Work required
Please add 47 to every number in the answer coordinates in the records below. Write out everything from the line containing "For every instance of the green" down to the end of the records with that change, requests included.

Records to use
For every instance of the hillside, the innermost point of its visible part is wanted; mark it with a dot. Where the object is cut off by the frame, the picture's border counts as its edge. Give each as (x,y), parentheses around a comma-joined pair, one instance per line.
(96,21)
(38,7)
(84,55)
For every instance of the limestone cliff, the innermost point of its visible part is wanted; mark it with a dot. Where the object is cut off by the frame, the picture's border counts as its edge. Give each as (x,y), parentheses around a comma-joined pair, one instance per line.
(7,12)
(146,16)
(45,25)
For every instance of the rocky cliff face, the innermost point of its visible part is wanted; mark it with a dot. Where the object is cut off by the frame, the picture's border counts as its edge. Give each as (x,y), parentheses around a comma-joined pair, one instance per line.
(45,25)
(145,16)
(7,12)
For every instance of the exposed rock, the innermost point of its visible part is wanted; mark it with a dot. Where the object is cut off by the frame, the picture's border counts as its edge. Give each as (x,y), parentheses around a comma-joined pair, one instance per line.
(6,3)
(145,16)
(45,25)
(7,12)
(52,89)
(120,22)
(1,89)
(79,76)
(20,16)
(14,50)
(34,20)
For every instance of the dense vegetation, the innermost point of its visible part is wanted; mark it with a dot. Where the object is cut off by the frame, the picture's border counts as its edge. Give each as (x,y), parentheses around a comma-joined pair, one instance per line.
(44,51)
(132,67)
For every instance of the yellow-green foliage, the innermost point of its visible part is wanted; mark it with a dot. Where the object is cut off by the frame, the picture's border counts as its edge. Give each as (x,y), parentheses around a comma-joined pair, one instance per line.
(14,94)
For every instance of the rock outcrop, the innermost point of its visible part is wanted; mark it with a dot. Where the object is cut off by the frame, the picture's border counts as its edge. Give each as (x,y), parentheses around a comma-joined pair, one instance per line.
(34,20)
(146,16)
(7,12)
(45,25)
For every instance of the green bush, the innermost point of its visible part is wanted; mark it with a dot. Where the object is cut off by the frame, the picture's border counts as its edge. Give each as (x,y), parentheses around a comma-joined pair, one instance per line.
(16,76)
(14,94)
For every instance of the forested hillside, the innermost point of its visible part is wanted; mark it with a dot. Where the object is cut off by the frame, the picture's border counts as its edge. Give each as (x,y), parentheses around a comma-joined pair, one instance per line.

Answer for the task
For every instance of the green bush, the innermost point of its visible part is wanted; mark it with a dot. Where the object is cut off by the frame, the picture's border counts as its edge. Give each as (x,y), parentheses around a comma-joined pair, one instance per line.
(63,123)
(61,141)
For every instance of the forested hillside, the innermost point of its visible part is wanted; mark it with a dot. Where the object is cut off by the frame, the picture's border counts as its edge. Give each as (x,y), parentheses around a comma-joined pair, one instance per line.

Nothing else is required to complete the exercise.